Natural language region descriptions
+--

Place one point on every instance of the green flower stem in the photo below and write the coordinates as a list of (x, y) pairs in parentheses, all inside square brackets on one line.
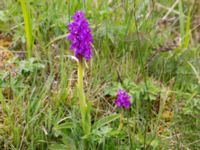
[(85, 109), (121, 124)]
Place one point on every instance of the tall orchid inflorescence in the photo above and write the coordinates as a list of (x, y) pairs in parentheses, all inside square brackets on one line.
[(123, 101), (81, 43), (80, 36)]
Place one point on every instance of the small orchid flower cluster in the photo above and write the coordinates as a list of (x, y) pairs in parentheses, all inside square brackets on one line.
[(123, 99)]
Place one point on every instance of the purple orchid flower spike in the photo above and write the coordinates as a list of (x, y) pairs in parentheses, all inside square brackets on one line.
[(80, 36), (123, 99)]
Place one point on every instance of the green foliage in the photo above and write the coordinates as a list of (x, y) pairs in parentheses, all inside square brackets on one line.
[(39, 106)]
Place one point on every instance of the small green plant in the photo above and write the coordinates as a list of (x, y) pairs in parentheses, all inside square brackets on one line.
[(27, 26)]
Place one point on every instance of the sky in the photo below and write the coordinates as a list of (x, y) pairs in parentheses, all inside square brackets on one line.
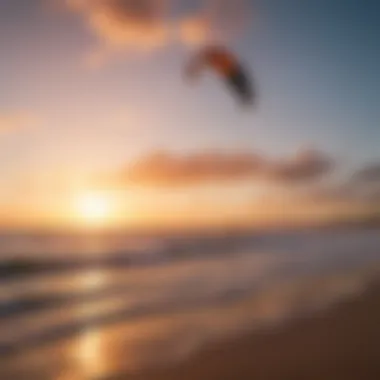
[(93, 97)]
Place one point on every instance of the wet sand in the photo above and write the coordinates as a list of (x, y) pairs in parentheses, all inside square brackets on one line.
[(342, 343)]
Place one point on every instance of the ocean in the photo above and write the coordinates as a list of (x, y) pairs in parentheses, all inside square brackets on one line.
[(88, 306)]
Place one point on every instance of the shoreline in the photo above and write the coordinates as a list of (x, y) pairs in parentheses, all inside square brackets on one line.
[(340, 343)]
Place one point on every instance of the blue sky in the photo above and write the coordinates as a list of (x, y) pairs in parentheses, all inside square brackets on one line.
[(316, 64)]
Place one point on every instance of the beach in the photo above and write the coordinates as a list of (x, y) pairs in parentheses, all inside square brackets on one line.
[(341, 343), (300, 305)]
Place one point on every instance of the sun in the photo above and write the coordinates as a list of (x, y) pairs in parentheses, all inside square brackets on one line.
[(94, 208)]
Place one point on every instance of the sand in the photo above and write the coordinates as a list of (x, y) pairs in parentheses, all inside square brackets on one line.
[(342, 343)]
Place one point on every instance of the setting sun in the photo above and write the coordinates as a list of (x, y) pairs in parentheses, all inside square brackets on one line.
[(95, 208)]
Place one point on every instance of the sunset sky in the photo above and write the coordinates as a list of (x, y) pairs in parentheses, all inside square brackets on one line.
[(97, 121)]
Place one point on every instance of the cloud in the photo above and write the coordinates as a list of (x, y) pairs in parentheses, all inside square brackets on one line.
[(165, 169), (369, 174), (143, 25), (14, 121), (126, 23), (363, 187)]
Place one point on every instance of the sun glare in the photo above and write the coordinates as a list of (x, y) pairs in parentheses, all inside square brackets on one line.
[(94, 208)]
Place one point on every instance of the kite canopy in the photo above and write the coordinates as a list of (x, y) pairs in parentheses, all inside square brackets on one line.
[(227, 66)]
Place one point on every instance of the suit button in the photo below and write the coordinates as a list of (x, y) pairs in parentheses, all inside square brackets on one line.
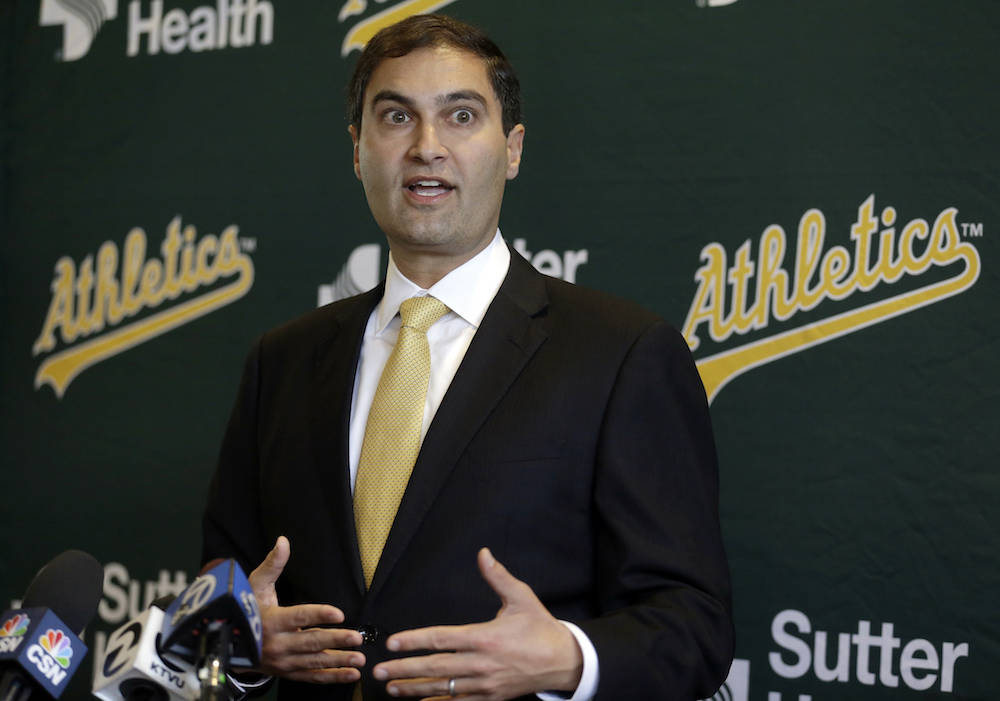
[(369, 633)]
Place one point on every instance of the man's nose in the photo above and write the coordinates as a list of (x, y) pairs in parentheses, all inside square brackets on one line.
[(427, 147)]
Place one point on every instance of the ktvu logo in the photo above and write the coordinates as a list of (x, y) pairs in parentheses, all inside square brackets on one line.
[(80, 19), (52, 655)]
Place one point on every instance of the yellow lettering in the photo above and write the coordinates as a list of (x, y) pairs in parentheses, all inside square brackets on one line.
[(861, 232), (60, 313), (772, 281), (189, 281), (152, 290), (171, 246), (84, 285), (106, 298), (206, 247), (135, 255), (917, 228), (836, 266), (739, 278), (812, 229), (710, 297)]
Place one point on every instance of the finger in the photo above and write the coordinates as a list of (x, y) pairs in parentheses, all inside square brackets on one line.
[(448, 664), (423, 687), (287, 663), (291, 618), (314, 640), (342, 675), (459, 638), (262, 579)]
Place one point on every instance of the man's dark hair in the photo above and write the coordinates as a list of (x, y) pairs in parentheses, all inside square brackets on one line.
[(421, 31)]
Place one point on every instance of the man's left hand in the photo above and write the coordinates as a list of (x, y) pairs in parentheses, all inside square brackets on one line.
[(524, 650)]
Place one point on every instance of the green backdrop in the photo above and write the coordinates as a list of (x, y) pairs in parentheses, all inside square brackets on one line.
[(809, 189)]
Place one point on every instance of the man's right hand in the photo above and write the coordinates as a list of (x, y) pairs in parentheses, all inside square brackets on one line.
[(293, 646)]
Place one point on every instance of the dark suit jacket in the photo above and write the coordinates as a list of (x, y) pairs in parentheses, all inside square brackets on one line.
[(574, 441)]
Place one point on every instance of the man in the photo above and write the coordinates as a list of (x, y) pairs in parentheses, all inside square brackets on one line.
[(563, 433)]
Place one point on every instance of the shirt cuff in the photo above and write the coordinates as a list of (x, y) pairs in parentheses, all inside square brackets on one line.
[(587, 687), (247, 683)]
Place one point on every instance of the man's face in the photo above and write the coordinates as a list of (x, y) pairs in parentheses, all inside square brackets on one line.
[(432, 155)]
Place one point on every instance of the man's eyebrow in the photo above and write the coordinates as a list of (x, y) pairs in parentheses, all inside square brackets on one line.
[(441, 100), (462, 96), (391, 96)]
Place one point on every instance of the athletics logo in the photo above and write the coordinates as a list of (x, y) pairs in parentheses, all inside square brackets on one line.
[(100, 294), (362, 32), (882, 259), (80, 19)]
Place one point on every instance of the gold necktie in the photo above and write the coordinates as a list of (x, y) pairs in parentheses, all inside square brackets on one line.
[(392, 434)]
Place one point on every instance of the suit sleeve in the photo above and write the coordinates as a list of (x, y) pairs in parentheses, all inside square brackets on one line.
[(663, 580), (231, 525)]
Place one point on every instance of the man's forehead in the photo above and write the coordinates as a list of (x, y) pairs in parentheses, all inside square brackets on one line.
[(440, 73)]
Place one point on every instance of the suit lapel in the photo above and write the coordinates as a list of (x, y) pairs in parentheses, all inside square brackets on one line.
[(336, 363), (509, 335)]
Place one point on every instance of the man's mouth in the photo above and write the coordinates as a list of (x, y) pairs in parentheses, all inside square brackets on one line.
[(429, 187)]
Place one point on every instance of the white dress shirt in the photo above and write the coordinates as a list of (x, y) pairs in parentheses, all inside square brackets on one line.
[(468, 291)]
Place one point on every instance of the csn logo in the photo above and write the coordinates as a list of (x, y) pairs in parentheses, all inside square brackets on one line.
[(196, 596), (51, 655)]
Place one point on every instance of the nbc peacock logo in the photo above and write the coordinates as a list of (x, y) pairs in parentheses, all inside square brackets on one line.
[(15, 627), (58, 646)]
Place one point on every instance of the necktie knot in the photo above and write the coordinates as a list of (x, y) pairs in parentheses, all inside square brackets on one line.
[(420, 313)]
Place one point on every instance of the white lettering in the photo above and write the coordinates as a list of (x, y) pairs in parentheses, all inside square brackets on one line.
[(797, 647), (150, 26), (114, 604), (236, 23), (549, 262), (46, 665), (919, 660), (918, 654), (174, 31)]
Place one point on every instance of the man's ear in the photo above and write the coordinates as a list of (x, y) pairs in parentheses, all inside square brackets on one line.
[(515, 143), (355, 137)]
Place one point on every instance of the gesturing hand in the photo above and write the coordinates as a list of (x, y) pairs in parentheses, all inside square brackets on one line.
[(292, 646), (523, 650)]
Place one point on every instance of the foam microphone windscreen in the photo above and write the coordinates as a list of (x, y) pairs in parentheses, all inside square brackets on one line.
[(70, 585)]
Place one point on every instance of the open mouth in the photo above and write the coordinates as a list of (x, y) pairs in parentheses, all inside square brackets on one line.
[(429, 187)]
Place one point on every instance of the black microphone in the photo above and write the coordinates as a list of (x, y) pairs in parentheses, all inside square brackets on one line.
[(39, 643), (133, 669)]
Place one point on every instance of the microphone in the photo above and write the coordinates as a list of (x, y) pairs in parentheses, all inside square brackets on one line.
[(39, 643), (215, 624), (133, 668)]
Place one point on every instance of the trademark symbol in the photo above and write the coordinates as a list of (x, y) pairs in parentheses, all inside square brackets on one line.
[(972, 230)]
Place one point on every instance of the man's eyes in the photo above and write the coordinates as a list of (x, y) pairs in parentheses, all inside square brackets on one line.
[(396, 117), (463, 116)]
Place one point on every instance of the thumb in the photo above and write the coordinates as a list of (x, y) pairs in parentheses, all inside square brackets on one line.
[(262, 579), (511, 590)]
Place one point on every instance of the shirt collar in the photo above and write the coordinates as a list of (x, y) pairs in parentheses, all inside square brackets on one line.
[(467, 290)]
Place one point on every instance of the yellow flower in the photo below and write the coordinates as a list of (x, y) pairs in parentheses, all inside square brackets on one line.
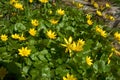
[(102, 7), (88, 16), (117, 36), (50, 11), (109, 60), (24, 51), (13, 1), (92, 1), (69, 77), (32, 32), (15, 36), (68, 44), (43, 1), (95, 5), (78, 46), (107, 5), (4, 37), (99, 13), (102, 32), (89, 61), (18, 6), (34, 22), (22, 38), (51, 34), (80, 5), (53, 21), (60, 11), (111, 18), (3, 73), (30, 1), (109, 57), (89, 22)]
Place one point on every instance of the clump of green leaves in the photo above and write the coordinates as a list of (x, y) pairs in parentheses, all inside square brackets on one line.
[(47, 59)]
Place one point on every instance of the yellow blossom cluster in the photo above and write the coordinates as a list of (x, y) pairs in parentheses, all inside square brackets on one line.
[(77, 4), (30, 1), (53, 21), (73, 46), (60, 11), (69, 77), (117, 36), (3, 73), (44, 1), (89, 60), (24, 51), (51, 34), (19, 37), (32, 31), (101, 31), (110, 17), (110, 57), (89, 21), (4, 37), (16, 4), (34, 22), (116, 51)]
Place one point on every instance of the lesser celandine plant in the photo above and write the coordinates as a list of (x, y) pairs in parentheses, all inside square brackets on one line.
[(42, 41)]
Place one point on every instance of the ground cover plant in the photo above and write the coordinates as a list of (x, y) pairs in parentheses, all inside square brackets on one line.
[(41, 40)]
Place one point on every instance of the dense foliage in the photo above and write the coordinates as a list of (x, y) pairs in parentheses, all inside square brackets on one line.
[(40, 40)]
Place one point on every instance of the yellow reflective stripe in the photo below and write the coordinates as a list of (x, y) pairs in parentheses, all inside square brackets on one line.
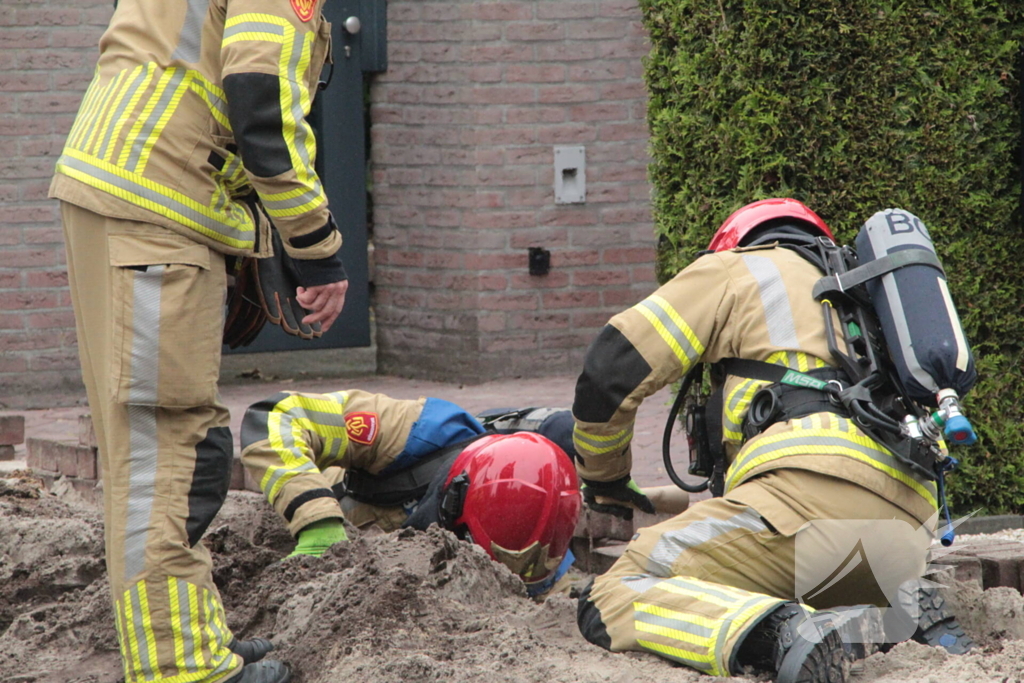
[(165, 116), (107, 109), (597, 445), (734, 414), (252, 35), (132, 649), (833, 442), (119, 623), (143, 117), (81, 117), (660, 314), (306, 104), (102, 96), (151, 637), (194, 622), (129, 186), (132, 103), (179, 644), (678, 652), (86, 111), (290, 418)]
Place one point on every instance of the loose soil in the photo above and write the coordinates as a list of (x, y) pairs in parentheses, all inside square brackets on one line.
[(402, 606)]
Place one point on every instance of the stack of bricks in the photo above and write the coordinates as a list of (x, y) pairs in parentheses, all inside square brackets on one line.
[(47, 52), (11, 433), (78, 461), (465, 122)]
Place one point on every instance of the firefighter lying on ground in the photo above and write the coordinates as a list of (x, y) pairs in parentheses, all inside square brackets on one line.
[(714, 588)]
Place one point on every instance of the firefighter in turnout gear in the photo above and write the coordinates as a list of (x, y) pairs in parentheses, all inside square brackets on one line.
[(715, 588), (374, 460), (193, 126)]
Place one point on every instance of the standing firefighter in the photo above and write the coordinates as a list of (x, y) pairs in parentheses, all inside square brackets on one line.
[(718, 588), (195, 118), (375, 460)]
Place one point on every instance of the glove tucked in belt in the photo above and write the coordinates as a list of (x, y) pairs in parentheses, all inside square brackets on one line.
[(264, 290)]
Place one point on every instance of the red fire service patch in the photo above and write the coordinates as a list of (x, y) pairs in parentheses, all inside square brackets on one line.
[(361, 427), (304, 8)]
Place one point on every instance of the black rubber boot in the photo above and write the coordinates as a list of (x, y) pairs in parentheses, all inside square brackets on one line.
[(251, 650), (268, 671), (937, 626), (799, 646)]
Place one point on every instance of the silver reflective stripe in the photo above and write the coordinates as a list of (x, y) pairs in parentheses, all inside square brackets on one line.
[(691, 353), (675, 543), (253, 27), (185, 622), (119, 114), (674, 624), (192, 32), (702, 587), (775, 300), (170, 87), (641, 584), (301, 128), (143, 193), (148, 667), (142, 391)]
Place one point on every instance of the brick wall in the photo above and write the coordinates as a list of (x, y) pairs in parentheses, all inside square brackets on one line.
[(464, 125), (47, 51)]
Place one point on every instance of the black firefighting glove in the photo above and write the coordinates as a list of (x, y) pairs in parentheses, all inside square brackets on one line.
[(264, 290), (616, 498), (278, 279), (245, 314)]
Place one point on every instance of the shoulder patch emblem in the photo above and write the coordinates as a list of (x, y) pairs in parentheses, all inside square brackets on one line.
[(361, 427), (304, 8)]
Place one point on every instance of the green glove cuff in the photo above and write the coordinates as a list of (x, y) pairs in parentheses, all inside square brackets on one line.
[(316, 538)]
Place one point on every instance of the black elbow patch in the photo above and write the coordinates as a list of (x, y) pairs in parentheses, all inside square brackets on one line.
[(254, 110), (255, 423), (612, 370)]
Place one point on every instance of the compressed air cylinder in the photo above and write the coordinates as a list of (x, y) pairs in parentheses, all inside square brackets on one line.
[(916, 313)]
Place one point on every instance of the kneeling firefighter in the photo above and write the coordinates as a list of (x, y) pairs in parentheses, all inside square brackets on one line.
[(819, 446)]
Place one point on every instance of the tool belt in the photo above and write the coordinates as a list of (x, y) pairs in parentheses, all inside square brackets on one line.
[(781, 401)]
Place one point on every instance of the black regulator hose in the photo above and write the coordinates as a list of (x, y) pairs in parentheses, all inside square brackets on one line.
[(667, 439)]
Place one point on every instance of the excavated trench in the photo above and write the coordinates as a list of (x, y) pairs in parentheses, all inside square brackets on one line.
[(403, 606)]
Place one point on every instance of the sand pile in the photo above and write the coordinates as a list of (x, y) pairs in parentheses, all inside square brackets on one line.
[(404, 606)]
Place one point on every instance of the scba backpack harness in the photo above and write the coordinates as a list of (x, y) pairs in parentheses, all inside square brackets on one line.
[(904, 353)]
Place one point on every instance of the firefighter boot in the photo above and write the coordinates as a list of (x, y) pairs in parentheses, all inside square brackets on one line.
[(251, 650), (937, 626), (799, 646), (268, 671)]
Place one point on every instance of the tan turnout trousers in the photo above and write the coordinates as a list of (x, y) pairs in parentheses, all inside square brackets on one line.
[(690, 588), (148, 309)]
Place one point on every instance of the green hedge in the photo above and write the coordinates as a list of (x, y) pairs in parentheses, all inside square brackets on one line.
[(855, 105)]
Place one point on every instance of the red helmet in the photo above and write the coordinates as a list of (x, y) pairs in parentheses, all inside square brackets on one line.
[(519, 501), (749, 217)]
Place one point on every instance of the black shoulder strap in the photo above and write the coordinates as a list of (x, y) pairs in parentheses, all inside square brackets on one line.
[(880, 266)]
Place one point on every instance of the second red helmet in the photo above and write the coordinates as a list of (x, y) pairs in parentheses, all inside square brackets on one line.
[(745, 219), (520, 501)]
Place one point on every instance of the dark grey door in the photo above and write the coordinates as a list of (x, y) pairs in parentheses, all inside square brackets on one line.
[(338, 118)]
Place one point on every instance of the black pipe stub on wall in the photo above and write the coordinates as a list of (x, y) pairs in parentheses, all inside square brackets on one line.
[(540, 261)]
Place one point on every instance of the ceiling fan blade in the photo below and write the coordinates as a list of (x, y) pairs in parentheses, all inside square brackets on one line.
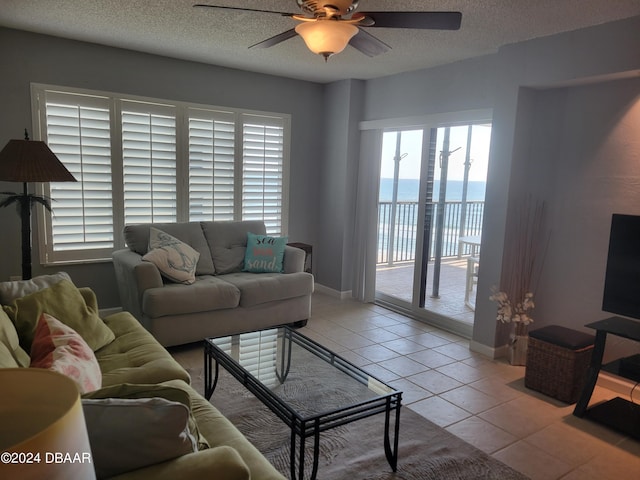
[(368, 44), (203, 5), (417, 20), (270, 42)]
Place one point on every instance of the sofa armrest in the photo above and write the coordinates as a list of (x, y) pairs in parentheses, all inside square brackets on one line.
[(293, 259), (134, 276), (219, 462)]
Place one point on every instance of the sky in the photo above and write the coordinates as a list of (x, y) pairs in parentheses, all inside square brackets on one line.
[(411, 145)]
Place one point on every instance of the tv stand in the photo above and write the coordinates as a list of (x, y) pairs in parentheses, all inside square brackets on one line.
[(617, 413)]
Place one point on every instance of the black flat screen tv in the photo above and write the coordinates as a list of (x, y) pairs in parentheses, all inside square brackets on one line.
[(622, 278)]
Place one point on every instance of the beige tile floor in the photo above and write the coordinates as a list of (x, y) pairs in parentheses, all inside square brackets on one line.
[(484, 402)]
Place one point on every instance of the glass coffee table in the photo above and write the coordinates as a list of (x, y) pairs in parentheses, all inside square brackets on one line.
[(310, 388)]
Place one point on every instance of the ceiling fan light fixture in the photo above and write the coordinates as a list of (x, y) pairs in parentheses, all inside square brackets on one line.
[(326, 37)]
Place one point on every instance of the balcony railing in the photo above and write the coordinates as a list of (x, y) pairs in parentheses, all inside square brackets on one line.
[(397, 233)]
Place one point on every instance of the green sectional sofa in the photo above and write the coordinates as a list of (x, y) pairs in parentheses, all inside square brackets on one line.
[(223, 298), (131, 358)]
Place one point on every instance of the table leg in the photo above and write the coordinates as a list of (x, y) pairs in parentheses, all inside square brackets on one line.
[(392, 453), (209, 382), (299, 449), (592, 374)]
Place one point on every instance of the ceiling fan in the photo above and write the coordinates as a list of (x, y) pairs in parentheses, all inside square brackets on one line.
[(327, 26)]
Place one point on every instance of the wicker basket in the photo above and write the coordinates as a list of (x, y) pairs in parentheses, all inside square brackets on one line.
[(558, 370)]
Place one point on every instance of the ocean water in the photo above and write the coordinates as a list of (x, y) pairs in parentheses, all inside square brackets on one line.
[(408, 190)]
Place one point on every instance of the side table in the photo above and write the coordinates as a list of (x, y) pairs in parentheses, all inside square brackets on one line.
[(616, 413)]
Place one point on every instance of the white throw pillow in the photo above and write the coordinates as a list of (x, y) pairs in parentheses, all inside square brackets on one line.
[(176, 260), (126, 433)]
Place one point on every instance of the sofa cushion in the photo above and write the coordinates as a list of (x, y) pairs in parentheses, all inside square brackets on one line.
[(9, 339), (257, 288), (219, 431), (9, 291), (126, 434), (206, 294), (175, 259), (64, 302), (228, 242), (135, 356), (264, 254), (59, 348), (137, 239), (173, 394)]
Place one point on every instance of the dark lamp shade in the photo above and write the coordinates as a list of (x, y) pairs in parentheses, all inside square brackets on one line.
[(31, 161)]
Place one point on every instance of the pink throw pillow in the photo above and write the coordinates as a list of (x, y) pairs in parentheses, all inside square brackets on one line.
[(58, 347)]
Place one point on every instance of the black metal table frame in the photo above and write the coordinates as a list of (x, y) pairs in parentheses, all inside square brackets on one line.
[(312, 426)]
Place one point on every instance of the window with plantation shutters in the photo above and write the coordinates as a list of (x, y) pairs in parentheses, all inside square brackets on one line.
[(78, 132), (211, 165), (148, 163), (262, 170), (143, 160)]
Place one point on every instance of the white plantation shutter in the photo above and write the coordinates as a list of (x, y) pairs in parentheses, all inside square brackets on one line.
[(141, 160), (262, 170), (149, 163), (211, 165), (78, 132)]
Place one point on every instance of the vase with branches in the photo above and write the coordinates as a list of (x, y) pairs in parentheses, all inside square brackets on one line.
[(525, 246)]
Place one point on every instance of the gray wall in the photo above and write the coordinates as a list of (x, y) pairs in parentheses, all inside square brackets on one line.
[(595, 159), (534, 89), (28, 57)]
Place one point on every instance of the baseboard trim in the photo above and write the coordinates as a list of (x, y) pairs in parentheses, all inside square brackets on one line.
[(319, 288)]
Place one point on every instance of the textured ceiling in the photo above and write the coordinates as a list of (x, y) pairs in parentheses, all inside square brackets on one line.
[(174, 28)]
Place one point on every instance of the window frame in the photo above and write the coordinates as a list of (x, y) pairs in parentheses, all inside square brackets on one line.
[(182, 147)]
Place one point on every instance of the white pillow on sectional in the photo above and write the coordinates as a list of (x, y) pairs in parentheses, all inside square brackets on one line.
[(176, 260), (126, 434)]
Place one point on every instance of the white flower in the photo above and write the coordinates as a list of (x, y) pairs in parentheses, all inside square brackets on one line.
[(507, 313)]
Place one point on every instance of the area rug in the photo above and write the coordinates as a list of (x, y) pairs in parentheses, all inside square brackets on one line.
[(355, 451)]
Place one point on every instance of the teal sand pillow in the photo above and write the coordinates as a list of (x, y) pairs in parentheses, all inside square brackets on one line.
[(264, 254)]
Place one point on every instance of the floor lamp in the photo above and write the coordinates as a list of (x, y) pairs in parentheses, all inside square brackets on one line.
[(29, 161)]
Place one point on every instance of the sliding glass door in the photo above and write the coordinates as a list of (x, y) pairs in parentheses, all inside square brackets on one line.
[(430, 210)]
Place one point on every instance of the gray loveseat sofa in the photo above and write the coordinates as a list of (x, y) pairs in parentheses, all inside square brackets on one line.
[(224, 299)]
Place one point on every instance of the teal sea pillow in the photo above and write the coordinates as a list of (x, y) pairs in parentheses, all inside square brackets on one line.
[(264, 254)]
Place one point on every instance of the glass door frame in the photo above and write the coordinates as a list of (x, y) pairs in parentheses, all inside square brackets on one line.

+--

Find "Place one point on every instance of the floor" in the entries above, then repeat its line and all lines after it exactly, down to the last line.

Place one point on every instance of the floor lamp in the photo above and write the coordinates as a list of (x, y) pairs in parentheses, all inside square brackets on one line.
[(29, 161)]
Place one point on every instance of the sliding glass door in the photo above and write the coordinates as a list of (x, y) pairs in parentheses, all inside square brackets on one line.
[(430, 210)]
Place one point on every instance of the gray loveseat sofa in the photo above and write the coordinates as a list of (x, y) pairs in parentheses, all inside square brackets on one line.
[(224, 299)]
Place one point on every instance of the teal sea pillow in the photo above and write the coordinates as a list of (x, y) pairs in parentheses, all inside square brackets on one line.
[(264, 254)]
Place one point on every instance of the glass door frame in the photo above and write the coordinates as a list of (x, y) pairs in parentheses, all inside square brackets on one line.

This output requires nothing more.